> _Selected passage_:
==*==
Sunday, April 20, 2014
PORTLAND — Megan Townsend said Wednesday that she had decided not to cooperate with police by giving her eyewitness account of an attack on a woman last summer – until she went on her own to visit the victim in the hospital.
During opening statements, defense attorney Daniel Lilley tries to convince the jury that his client is guilty of aggravated assault, but not elevated aggravated assault or attempted murder.
Gordon Chibroski / Staff Photographer
Eric Gwaro, 28, is charged with attempted murder and elevated aggravated assault.
Gordon Chibroski / Staff Photographer
Townsend said she changed her mind after seeing Sherri York lying unconscious at Maine Medical Center. York remained in the hospital for about a month and a half after she was attacked on Aug. 12, 2012, in Portland.
Townsend testified Wednesday in Cumberland County Unified Criminal Court during the second day of the trial of Scarborough firefighter Eric Gwaro. He is accused of attempted murder in the beating of York, who suffered permanent injuries in the attack.
==*==
> _Given data_:
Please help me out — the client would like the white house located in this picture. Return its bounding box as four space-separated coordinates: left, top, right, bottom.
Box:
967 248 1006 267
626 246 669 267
==*==
> _Exercise set_:
**a)** According to the news report on Eric Gwaro's trial, how long did Sherri York stay in the hospital after the attack?
**b)** Continue the news report on Eric Gwaro's trial from its last sentence.

> _Exercise answers_:
**a)** About a month and a half.

**b)**
"I needed something to give me strength to do the right thing," Townsend said of her hospital visit.
Townsend testified that she told police she had watched the attack from the bedroom window of her fourth-floor apartment on Montgomery Street in Portland's east end.
Townsend, who was Megan Lichterman at the time of the attack, said her now-husband Ryan Townsend woke her around 3 a.m. and told her to look out the window toward the intersection of Montgomery Street and Cumberland Avenue.
She said she saw a black man punch someone two to five times, but that she couldn't tell the person being attacked was a woman until after the man began kicking her.
"I saw when he sidestepped to deliver what I would call football kicks, I saw (the victim's) hair go back," Townsend said.
Townsend said the man kicked the woman at least five times before bringing his foot down repeatedly on the woman, who was lying on the ground.
"I saw him raise his knee up and stomp her in the head," Townsend said. "Her head was bouncing off the pavement."
At that point, Townsend said, she told her boyfriend to help the woman, and Ryan Townsend ran downstairs to the street while she watched from the window. She saw the man on the street pick up the woman and carry her away to a nearby alley.
"She was lifeless," Megan Townsend said.
One of Gwaro's attorneys, Daniel Lilley, conceded in his opening statement at the start of the trial Tuesday morning that his client struck York, but denies he tried to kill her.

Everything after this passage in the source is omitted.